» **SUPPLIED TEXT**:
>>>>
The ambience for this week's podcast provided by the food for Sir Herman Stern, first toad-kind Bard Brawler.
The ambience for this week’s podcast provided by the food for Sir Herman Stern, first toad-kind Bard Brawler.

(Podcast recorded and produced by Daniel J. Rowe, blog written and edited by Eric Jean)

Hey Brawlers! It’s been a while but summer’s finally (ugh) over so it’s time to get back to our Bardic business. Bear with me for a second while I get my bearings…

Welcome back Brawlers to the Bard Brawl’s tenth play! (trumpets sound)

To celebrate our historic achievement, we bring you Shakespeare history play The Life and Death of Richard the Second. It’s also called Richard II, or R II if you really know your Bard.

Listen to or download the podcast, or better yet subscribe on iTunes.

So here we go.

Act III, scene 1. Henry Bolingbroke and his allies have holed up at Bristol castle and they’ve taken two of King Richard’s cronies captive, Bushy and Green. Hank B’s not too pleased that these two brown-nosers have been spreading rumours that got him banished and that they’ve been living it up on the profits of his stolen lands. To show the world that he is a gentleman (meaning a true-blooded badass and not to be f****d with), he has them killed.
<<<<
» **RECORDED INFORMATION**:
>>>>
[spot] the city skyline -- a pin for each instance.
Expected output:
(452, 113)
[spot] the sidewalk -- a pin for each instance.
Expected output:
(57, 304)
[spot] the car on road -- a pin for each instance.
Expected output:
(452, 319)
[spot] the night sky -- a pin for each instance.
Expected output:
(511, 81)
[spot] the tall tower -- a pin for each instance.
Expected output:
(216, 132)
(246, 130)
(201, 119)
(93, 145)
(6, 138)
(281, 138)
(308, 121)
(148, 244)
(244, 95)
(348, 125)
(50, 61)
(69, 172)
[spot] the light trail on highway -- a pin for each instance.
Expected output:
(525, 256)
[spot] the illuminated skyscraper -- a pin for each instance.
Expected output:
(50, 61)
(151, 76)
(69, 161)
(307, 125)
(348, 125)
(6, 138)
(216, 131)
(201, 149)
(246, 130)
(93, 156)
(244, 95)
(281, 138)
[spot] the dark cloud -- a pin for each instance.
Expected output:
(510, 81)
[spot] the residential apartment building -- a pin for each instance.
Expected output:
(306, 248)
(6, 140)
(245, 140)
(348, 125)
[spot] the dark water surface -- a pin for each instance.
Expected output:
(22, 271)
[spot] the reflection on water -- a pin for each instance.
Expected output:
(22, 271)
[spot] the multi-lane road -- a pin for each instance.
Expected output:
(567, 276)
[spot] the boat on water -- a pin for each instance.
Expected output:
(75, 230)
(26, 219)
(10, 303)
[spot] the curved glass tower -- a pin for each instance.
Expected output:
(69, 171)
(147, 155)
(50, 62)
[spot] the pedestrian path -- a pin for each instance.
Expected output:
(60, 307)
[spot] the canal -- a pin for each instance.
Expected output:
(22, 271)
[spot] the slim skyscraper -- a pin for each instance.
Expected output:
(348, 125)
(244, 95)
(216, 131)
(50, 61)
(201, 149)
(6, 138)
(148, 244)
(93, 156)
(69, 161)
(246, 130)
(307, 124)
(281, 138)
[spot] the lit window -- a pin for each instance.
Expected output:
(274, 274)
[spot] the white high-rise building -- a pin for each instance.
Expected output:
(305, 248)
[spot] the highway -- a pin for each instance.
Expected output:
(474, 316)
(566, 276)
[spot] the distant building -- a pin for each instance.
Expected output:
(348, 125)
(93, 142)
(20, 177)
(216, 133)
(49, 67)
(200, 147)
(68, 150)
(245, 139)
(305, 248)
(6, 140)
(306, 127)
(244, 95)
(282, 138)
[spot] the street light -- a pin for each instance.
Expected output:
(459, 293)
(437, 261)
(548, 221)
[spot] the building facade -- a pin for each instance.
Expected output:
<<<<
» **TASK TO COMPLETE**: Give every name the podcast post uses for the Shakespeare play it covers.

» **FINAL RESULT**:
The Life and Death of Richard the Second
Richard II
R II